=== Text provided ===

First, the char vector x is left padded with however much whitespace is needed to make it up to 16 characters; the byte casting returns the two digit hexadecimal code of each character in this 16-byte string; sv with 0x0 as it’s first argument in this context converts the 32-digit hex number into the GUID datatype which puts it in the form 8-4-4-4-12, e.g. :

q)enc"a char vector"
20202061-2063-6861-7220-766563746f72

enc takes a vector as input but returns an atom meaning attributes can be applied and the associated optimisations can be realised.  The inverse function for returning readable results after performing a lookup is:

q)dec:{trim `char$0x0 vs x}

The storage implications of this approach are seen by looking at another example where the amount of distinct values is large enough to be problematic for the symbol datatype. Here str is a list of 50 000 000 char vectors taken from a pool of 5004 distinct 12-byte strings and guids is their equivalent after applying enc. Looking at the numbers: 

q)\ls -lh guidexample 

"total 1.8G"
"-rw-rw-r-- 1 cmackenzie cmackenzie 763M Apr 28 10:47 guids"
"-rw-rw-r-- 1 cmackenzie cmackenzie 382M Apr 28 10:47 str"
"-rw-rw-r-- 1 cmackenzie cmackenzie 668M Apr 28 10:47 str#"

In this uncompressed state the difference is sizeable; the encoded form requires only 70% the diskspace in comparison to the char form. When querying there is a noticeable difference as well: 

q)1?str
"ynY7nORXfCip"

q)\ts select str from t where str like "ynY7nORXfCip"
427 67240528
 
q)\ts select .Q.fu[dec each;guids] from t where guids = enc "ynY7nORXfCip"
113 67240880

q)\ts select count i by str from t
4468 3221226032

q)\ts update .Q.fu[dec each;guids] from select count i by guids from t
2821 3221226576

The GUID datatype performs much better for lookups, on par with symbols. 

Putting it all Together

Q.j10/12 on their own can only be used with strings as long as 10/12 characters chosen from a specific subset of the character universe:

q).Q.x10 .Q.j10 "string21characterlong"
"racterlong"

q).Q.x12 .Q.j12 "ASTRINGWITH$"
"ASTRINGWITI0"

Longer strings can be encoded if code with similar functionality to .Q.j10 etc. is used alongside the GUID datatype. Specifically, if input is limited to a subset of ASCII with size elements, then the maximum length supported is: 

floor size xlog (0W-1) xexp 2

64 and 36 substituted in place of size for .Q.j10 and .Q.j12 respectively gives theoretical limits of 21 and 24. The 21 character limit is achieved by using something similar to the following:

universe:" .ABCDEFGHIJKLMNOPQRSTUVWXYZabcdefghijklmnopqrstuvwxyz0123456789";

enc:{
  b:{-6#0b vs x}'[universe ? -21$x];
  seq:8 cut (2#0b),raze b;
  0x0 sv `byte$2 sv' seq};

dec:{
  seq:{-8#0b vs x}'[`long$0x0 vs x];
  b:6 cut 2_raze seq;
  ltrim universe @ 2 sv' b};

Whitespace rather than “A” in the zeroth index of the universe is more natural to some extent; under .Q.j10 there are results such as:

q)(.Q.j10 "Asymmetric") ~ .Q.j10 "symmetric"

=== Records supplied ===

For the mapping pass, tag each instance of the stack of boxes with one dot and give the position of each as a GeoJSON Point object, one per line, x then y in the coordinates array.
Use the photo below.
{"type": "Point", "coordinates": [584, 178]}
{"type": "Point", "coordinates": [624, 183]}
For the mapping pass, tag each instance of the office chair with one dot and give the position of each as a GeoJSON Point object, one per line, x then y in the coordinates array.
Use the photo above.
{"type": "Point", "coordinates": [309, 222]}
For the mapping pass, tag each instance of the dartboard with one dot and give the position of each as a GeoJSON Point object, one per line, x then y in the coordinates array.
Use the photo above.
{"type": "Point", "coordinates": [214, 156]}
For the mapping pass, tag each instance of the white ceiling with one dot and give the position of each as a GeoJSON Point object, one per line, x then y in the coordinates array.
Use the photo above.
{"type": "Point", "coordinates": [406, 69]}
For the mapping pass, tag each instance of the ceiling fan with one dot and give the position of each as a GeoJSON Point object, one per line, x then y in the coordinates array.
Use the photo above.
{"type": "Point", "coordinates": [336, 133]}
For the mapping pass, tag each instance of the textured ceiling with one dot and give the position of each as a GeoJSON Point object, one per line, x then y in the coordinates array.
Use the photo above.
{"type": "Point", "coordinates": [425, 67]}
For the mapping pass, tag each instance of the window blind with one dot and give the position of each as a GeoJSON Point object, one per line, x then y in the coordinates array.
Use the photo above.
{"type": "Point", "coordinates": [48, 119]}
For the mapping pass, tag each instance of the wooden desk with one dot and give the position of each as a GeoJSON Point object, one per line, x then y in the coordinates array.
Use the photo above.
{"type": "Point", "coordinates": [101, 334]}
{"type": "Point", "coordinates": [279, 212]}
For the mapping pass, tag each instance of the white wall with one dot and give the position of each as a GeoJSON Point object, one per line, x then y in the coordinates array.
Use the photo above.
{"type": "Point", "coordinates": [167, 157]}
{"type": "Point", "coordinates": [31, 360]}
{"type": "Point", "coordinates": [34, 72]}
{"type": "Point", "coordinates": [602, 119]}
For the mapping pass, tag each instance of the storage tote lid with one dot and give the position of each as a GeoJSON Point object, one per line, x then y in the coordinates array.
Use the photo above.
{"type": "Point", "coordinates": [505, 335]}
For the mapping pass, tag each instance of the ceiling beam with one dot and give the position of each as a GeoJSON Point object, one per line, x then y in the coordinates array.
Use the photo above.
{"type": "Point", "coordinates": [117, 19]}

===

**What you need to do**
1 – Copy word for word the part of the passage on encoding strings as GUIDs that opens with the words containing "q)\ts update .Q.fu[dec" and closes with "par with symbols.".
2 – In the records, edit the part that opens with the line containing "For the mapping pass, tag each instance of the ceiling beam" and runs through the end of the records: replace "ceiling beam" with "roof beam", keep everything else the same, and give only those lines.

**Answer list**
1 –
q)\ts update .Q.fu[dec each;guids] from select count i by guids from t
2821 3221226576

The GUID datatype performs much better for lookups, on par with symbols.

2 –
For the mapping pass, tag each instance of the roof beam with one dot and give the position of each as a GeoJSON Point object, one per line, x then y in the coordinates array.
Use the photo above.
{"type": "Point", "coordinates": [117, 19]}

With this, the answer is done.